EXERCISE DIRECTIONS: Lay out all the lines below as a JSON list of strings, one string per line, with blank lines dropped. Leave the pictures out of the answer.

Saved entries
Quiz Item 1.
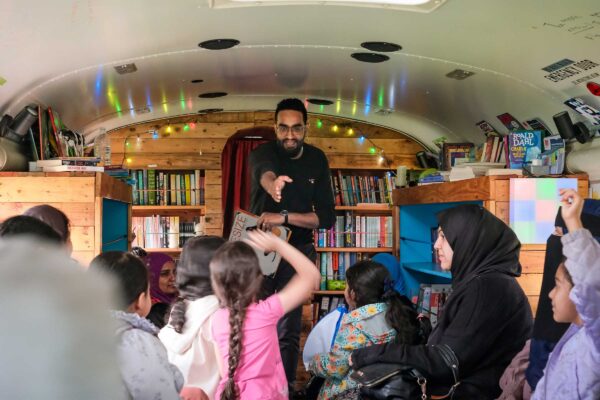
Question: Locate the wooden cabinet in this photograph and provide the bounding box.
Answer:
[0,172,132,265]
[393,175,589,313]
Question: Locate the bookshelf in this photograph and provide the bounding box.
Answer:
[313,168,398,323]
[131,169,206,258]
[392,174,589,313]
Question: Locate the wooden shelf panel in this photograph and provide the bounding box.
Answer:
[316,247,394,253]
[144,247,181,254]
[392,176,492,206]
[313,290,344,295]
[131,206,206,217]
[402,262,452,279]
[335,203,392,213]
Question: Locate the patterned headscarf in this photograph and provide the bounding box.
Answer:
[144,253,177,304]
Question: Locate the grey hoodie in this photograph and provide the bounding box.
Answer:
[111,311,183,400]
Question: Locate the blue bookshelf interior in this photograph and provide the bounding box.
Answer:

ANSWER TO THE PROBLEM:
[
  "Quiz Item 1.",
  "Question: Locate the wooden cabinet in this photograph and provide the bounding box.",
  "Answer:",
  "[0,172,132,265]",
  "[393,175,589,313]",
  "Question: Locate the bookshelf in this photograph and provide the bounding box.",
  "Answer:",
  "[313,168,398,323]",
  "[131,169,206,258]",
  "[392,174,589,313]",
  "Question: Locate the wooden shelf panel in this photograph and provide the bounding box.",
  "Answer:",
  "[316,247,394,253]",
  "[144,247,181,254]",
  "[392,176,492,206]",
  "[313,290,344,295]",
  "[131,206,206,217]",
  "[402,262,452,279]",
  "[335,203,392,213]",
  "Question: Locate the patterned headscarf in this photograph and provide the bounding box.",
  "Answer:",
  "[144,253,177,304]",
  "Question: Locate the grey hoodie in this photograph and provide the bounding box.",
  "Answer:",
  "[111,311,183,400]",
  "Question: Locate the blue bookshelf interior in this photograph and provide the bounding box.",
  "Answer:"
]